**STATED GOAL**. Swap "simplified polygon" for "rough polygon" and give the lines again, starting at the line that has "Segment every instance of the green" and stopping after the line that has "188 258 L 182", with everything else unchanged and the pictures left out.

**RAW RECORDS**.
==================================================

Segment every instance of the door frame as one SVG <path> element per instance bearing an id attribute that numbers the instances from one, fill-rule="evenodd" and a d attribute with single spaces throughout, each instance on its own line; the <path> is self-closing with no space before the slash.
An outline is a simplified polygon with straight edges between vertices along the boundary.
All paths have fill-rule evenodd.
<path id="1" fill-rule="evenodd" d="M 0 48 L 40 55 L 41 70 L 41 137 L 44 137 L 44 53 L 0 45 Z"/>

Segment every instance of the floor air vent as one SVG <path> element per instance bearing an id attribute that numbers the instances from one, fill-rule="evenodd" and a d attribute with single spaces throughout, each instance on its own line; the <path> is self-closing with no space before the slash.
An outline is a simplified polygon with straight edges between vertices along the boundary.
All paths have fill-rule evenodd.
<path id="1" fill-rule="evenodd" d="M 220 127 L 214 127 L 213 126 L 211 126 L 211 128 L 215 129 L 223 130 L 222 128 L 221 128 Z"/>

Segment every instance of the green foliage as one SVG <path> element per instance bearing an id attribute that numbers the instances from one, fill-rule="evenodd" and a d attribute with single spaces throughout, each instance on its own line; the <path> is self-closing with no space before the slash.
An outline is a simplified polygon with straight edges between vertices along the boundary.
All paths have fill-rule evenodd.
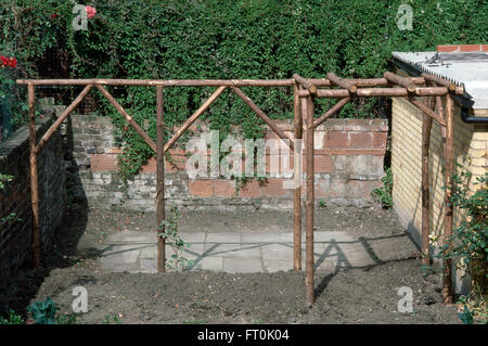
<path id="1" fill-rule="evenodd" d="M 10 309 L 8 318 L 0 316 L 0 324 L 24 324 L 24 319 L 22 316 L 15 313 L 14 310 Z"/>
<path id="2" fill-rule="evenodd" d="M 386 176 L 382 178 L 383 187 L 374 189 L 371 191 L 371 196 L 373 200 L 380 202 L 383 208 L 388 209 L 393 207 L 393 172 L 391 168 L 385 169 Z"/>
<path id="3" fill-rule="evenodd" d="M 461 167 L 461 166 L 460 166 Z M 454 228 L 452 235 L 440 247 L 439 256 L 453 259 L 460 269 L 470 274 L 473 296 L 487 296 L 488 292 L 488 172 L 477 177 L 479 185 L 470 193 L 472 174 L 465 169 L 452 177 L 450 203 L 465 218 Z M 449 189 L 445 187 L 445 190 Z"/>
<path id="4" fill-rule="evenodd" d="M 188 258 L 182 256 L 183 251 L 190 248 L 190 244 L 185 243 L 178 233 L 178 219 L 180 218 L 178 207 L 172 204 L 170 210 L 174 215 L 170 218 L 166 218 L 163 223 L 159 225 L 159 229 L 164 228 L 164 232 L 160 232 L 158 234 L 160 238 L 164 238 L 168 244 L 171 245 L 174 251 L 170 259 L 166 260 L 166 268 L 184 270 L 193 266 L 193 260 L 189 260 Z"/>
<path id="5" fill-rule="evenodd" d="M 484 0 L 408 1 L 413 30 L 396 24 L 404 0 L 131 0 L 92 1 L 97 15 L 88 30 L 72 27 L 73 2 L 0 0 L 0 52 L 20 61 L 20 74 L 36 77 L 47 52 L 66 53 L 72 77 L 90 78 L 290 78 L 381 77 L 391 51 L 434 50 L 436 44 L 487 41 Z M 53 14 L 57 14 L 52 17 Z M 271 118 L 290 118 L 290 88 L 243 88 Z M 110 90 L 139 123 L 149 120 L 155 140 L 155 90 Z M 166 138 L 213 88 L 166 88 Z M 153 153 L 99 93 L 100 113 L 111 115 L 125 143 L 120 166 L 130 179 Z M 317 100 L 317 114 L 334 103 Z M 358 99 L 342 117 L 377 117 L 385 101 Z M 262 121 L 226 91 L 204 118 L 222 137 L 240 125 L 245 138 L 262 137 Z"/>
<path id="6" fill-rule="evenodd" d="M 44 302 L 34 302 L 27 307 L 37 324 L 54 324 L 59 308 L 50 296 Z"/>
<path id="7" fill-rule="evenodd" d="M 465 304 L 463 305 L 463 311 L 458 312 L 458 316 L 464 324 L 473 324 L 473 312 L 470 311 L 470 308 Z"/>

==================================================

**RESULT BELOW**.
Segment every instance of the green foliage as one SVG <path> element per instance bearing an id attribute that numbers the instances from one, fill-rule="evenodd" and a d attribute with single spaces throughout, each instance on its own line; the <path> is self-closing with no space before the slash.
An outline is a rough polygon with straight edges between vertices along the boundary.
All paths have fill-rule evenodd.
<path id="1" fill-rule="evenodd" d="M 10 309 L 8 318 L 0 316 L 0 324 L 24 324 L 24 319 L 22 316 L 15 313 L 14 310 Z"/>
<path id="2" fill-rule="evenodd" d="M 386 176 L 382 178 L 383 187 L 374 189 L 371 191 L 371 196 L 373 200 L 380 202 L 383 208 L 388 209 L 393 207 L 393 172 L 391 168 L 385 169 Z"/>
<path id="3" fill-rule="evenodd" d="M 461 167 L 461 166 L 460 166 Z M 454 228 L 452 235 L 440 247 L 439 256 L 453 259 L 460 269 L 470 274 L 473 296 L 487 296 L 488 292 L 488 172 L 477 177 L 479 185 L 470 193 L 472 174 L 465 169 L 452 177 L 450 203 L 465 218 Z M 449 189 L 445 187 L 445 190 Z"/>
<path id="4" fill-rule="evenodd" d="M 188 258 L 182 256 L 183 251 L 190 248 L 190 244 L 185 243 L 178 233 L 178 219 L 180 218 L 178 207 L 172 204 L 170 210 L 174 215 L 170 218 L 166 218 L 163 223 L 159 225 L 159 229 L 164 228 L 164 232 L 160 232 L 158 234 L 160 238 L 164 238 L 168 244 L 171 245 L 174 251 L 170 259 L 166 260 L 166 268 L 184 270 L 193 266 L 193 260 L 189 260 Z"/>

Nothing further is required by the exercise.